Betrachtung zum 1. Advent

Es ist Glaubenssatz, dass es zwei Gerichte gibt, ein besonderes, das über jeden Menschen nach seinem Tode ergeht, und ein allgemeines für alle Menschen am Ende der Welt.

1. Stellen wir uns vor, in diesem Augenblick würde das Wort der Schrift wahr: „Wie der Blitz aufleuchtend von einem Ende zum anderen unter dem Himmel dahinfährt, so wird es mit dem Menschensohn sein an seinem Tage“ (Lk 17,24).

2. Wir beten mit der Kirche: „Wenn Du wiederkommst zum Gerichte, o Herr, verdamme mich nicht.

1. Die Zeichen am Himmel

Die heiligen Evangelisten (Mt 24,29; Mk 13,24; Lk 21,25) haben den heraufziehenden Gerichtstag genau beschrieben:

Die Sterne fallen vom Himmel, die Kräfte des Firmamentes werden erschüttert. Da erbebt die Erde. Gräber tun sich auf. Die Wogen des Meeres toben mit furchtbarem Getöse. Die Luft wird von den Schlägen des Donners erzittern, und mitten hinein in das Chaos tönen die Posaunen des Jüngsten Gerichtes.

Wenn der Mensch aus Angst um sein leibliches Leben in den Schrecken dieser Welt oft fürchterlich leidet, wie erst muss dann das Entsetzen ihn schütteln, wenn es am Tage des Gerichtes um Leib und Seele geht.

Und doch, was sind alle Schrecken der Welt, die dem Gerichte vorausgehen im Vergleich mit der Hölle! Was ist die Verfinsterung der Sonne gegen die ewige Finsternis.

Was ist der rollende Donner gegen die schreckliche Gerechtigkeit des zürnenden Gottes! Sind nicht die vielen, so trefflich ausgestatteten Menschen, die der Kirche und dem Himmel entrissen werden, um in den Abgrund der Hölle zu fahren, ebenso viele vom Himmel gefallene Sterne! Und was sind schon die Schrecken der Natur gegen die hasserfüllten Geister, die über die Sünder herfallen.

Mein Gott, wie sollte ich mich nicht beim Gedanken an meine vielen Sünden vor dem Tage des Gerichtes fürchten! O lass mich die Sünde mit aller Gewalt meiden. Gib Du mir Deine Gnade. Lass mich immer gerechter werden, lass mich in Unschuld wandeln. Schenk mir das Glück, Dir zu gefallen und in Deiner Liebe zu leben. Alle, die Deinen Willen tun, werden am Tage des Gerichtes nicht erschrecken, ja alles Leid, das sie in Deinem Namen trugen, wird sie mit Freude erfüllen. Dann wird das Wort für sie wahr: „Wenn aber das (Ende) kommt, so schaut empor und erhebet eure Häupter, denn eure Erlösung naht!“ (Lk 21,28)

# Aufgabe:
Führe alle Bibelstellen auf, die in der Adventsbetrachtung mit Kapitel und Vers angegeben werden. Die Einträge stehen in keinem Zusammenhang mit der Adventsbetrachtung.

# Datensatzauszug:

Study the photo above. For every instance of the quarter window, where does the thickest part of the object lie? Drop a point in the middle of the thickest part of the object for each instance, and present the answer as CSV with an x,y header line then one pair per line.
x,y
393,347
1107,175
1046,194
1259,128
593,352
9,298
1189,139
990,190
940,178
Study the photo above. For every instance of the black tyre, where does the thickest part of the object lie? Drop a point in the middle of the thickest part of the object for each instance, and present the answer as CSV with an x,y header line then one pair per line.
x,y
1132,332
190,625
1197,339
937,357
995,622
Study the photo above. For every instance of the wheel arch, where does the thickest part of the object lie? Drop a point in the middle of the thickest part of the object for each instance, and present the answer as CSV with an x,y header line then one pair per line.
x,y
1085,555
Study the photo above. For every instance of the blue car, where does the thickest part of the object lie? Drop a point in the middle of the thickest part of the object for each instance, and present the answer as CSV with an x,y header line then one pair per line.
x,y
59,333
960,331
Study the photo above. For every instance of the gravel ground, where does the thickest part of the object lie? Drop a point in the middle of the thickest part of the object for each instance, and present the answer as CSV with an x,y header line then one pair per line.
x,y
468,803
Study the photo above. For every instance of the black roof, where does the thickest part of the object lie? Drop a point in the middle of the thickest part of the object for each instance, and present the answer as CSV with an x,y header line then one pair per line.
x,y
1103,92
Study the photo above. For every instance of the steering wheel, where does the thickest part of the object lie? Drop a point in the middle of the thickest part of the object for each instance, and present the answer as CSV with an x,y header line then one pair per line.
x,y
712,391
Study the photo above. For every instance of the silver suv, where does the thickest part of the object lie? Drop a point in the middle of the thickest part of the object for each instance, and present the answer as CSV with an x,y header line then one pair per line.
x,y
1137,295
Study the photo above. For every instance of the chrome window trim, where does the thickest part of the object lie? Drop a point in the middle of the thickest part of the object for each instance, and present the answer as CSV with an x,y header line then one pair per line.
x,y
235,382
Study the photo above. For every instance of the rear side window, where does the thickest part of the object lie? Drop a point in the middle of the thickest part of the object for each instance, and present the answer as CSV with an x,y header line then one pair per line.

# Schriftliche Antwort:
- Lk 17,24
- Mt 24,29
- Mk 13,24
- Lk 21,25
- Lk 21,28